◆ GIVEN REQUEST
Copy every entry below word for word, but leave out the pictures.

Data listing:
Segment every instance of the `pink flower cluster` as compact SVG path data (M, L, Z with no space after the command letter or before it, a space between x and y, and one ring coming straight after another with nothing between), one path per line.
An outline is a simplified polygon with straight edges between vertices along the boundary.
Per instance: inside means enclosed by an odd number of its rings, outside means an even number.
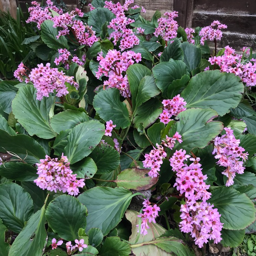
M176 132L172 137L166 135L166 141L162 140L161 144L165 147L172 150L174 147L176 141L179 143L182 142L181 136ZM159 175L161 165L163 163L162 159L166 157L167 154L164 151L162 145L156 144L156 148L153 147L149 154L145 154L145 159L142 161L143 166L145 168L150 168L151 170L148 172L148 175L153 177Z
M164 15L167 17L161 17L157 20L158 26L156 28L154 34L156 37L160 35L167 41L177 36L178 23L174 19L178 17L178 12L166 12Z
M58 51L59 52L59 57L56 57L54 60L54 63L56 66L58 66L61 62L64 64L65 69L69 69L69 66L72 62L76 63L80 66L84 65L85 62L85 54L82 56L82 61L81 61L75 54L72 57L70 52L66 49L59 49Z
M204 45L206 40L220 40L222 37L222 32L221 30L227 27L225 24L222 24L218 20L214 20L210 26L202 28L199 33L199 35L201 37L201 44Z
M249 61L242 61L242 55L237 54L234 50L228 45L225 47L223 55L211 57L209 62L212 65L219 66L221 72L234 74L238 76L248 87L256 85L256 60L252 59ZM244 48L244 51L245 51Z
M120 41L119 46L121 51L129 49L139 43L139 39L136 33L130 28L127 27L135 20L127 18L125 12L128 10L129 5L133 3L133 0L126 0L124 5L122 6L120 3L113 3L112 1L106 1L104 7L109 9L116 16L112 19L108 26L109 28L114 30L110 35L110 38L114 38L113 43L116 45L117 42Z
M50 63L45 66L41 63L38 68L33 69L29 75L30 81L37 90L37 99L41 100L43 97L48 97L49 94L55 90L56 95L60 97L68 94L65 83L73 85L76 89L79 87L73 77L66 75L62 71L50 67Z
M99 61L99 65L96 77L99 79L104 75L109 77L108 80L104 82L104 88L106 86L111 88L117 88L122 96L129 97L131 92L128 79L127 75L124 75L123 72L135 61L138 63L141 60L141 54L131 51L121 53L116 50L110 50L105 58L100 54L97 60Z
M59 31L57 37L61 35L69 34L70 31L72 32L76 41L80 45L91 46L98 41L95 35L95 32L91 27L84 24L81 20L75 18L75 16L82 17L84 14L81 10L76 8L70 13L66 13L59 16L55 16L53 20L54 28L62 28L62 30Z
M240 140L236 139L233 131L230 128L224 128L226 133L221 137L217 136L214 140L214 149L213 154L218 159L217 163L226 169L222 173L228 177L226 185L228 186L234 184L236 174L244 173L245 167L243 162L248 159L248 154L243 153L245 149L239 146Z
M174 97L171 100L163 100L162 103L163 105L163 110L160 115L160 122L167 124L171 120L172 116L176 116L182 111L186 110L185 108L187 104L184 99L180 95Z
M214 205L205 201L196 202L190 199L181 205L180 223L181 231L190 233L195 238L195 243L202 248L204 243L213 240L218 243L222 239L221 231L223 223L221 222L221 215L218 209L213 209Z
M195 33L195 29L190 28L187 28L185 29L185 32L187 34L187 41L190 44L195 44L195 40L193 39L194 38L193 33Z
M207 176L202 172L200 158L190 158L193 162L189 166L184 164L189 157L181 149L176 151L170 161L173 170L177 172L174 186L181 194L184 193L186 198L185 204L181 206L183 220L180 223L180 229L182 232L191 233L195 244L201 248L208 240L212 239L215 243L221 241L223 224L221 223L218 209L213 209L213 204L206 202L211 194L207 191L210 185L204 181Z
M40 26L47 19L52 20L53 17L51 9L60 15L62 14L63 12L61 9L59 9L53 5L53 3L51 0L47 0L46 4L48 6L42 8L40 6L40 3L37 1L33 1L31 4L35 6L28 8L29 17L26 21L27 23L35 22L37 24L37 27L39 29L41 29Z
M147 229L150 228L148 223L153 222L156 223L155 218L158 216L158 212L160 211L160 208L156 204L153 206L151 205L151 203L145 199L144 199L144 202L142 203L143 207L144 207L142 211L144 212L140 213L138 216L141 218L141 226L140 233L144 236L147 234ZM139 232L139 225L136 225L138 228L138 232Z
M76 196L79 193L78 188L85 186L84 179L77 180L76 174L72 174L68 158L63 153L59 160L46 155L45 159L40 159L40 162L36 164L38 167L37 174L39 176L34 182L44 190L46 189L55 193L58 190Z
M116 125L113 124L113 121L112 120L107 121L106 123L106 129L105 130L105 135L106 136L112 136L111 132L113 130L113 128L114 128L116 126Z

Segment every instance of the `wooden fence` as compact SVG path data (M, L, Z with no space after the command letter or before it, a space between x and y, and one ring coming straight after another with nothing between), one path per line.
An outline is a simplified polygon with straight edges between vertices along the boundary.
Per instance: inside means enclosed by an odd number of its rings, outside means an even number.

◆ SOLUTION BELOW
Segment every instance of the `pink flower cluster` as compact SVG path data (M, L, Z with no space after the command letter or before it, a space between x and y, and one ring coming straight after another with nothing between), one path per line.
An outline is a simplified polygon with straight edges between vertices along the boundary.
Per instance: inside means enclosed by an odd number of its rings, outside means an even number.
M176 132L172 137L166 135L166 141L162 140L161 144L165 147L172 150L174 147L176 141L179 143L182 142L181 136ZM159 175L161 165L163 163L162 159L166 157L167 154L164 151L162 145L156 144L156 148L153 147L149 154L145 154L145 159L142 161L143 166L145 168L150 168L151 170L148 172L148 175L153 177Z
M164 15L167 17L161 17L157 20L158 26L156 28L154 34L156 37L160 35L167 41L177 36L178 23L174 19L178 17L178 12L166 12Z
M58 51L59 52L59 57L56 57L54 60L54 63L56 66L58 66L61 62L64 64L65 69L69 69L69 66L72 62L76 63L80 66L84 65L85 62L85 54L82 56L82 61L81 61L75 54L72 57L70 52L66 49L59 49Z
M204 45L206 40L220 40L222 37L222 32L221 30L227 27L225 24L222 24L218 20L214 20L210 26L202 28L199 33L199 35L201 37L201 44Z
M249 61L242 61L242 55L237 54L234 50L228 45L225 47L223 55L211 57L209 62L212 65L219 66L221 72L234 74L238 76L248 87L256 85L256 60L252 59ZM244 48L244 51L245 51Z
M120 41L119 46L121 51L129 49L139 43L139 39L136 33L130 28L127 27L135 20L127 18L125 12L128 10L129 5L133 3L133 0L126 0L124 5L122 6L120 3L113 3L112 1L106 1L104 7L109 9L116 16L112 19L108 26L109 28L114 30L110 35L110 38L114 38L113 43L116 45L117 42Z
M50 63L45 66L41 63L38 68L33 69L29 75L30 81L37 90L37 99L41 100L43 97L48 97L49 94L55 90L56 95L60 97L68 94L65 83L73 85L76 89L79 87L73 77L66 75L62 71L50 67Z
M99 61L99 65L96 77L99 79L104 75L109 77L108 80L104 82L104 88L106 86L111 88L117 88L122 96L129 97L131 92L128 79L127 75L124 75L123 72L135 61L138 63L141 60L141 54L131 51L121 53L116 50L110 50L105 58L100 54L97 60Z
M59 31L57 37L61 35L69 34L70 31L72 32L76 41L80 45L91 46L98 41L95 35L95 32L91 27L84 24L81 20L75 18L75 16L82 17L84 14L81 10L76 8L70 13L66 13L59 16L55 16L53 20L54 28L62 28L62 30Z
M240 140L236 139L233 131L230 128L224 128L226 133L221 137L217 136L214 140L214 149L213 154L218 159L217 163L226 169L222 173L228 177L226 185L228 186L234 184L236 174L244 173L245 167L243 162L248 159L248 154L243 153L245 149L239 146Z
M174 97L171 100L163 100L162 103L163 105L163 110L160 115L160 122L167 124L171 120L172 116L176 116L182 111L186 110L185 108L187 104L184 99L180 95Z
M214 205L205 201L196 202L190 199L181 205L180 223L181 231L190 233L195 238L195 243L202 248L204 243L213 240L218 243L222 239L221 231L223 223L221 222L221 215L218 209L213 209Z
M195 33L195 29L190 28L187 28L185 29L185 32L187 34L187 41L190 44L195 44L195 40L193 39L194 38L193 33Z
M207 176L202 172L200 158L190 158L193 162L189 166L184 164L189 157L181 149L176 151L170 161L173 170L177 172L174 186L181 194L184 193L186 198L185 204L181 206L183 220L180 223L180 229L182 232L191 233L195 244L201 248L208 240L212 239L215 243L221 241L223 224L221 223L218 209L213 209L213 204L206 202L211 194L207 191L210 185L204 181Z
M40 26L47 19L52 20L53 17L51 9L60 15L62 14L63 12L61 9L59 9L53 5L53 3L51 0L47 0L46 4L48 6L42 8L40 6L40 3L37 1L33 1L31 4L35 6L28 8L29 17L26 21L27 23L35 22L37 24L37 27L39 29L41 29Z
M147 229L150 228L148 223L153 222L156 223L155 218L158 216L158 212L160 211L160 208L156 204L153 206L151 205L151 203L145 199L144 199L144 202L142 203L143 207L144 207L142 211L144 212L140 213L138 216L141 218L141 226L140 233L144 236L147 234ZM139 232L139 225L136 225L138 228L138 232Z
M76 196L79 193L78 188L85 186L84 179L77 180L76 174L72 174L68 158L63 153L59 160L46 155L45 159L40 159L40 162L36 164L38 167L37 174L39 176L34 182L44 190L46 189L55 193L58 190Z
M116 125L113 124L113 121L112 120L107 121L106 123L106 129L105 130L105 135L106 136L112 136L111 132L113 130L113 128L114 128L116 126Z

Segment every instance of the `wooden fence` as compact SVG path data (M, L, Z with no space after the command letter or before it, a space between x and y, and one ring coming straight after another with nothing between), one path per line.
An outline is a simplified polygon with straight edges between vertices along the boundary.
Per instance: inside means enclosed by an odd number of its rings, outside means an even number.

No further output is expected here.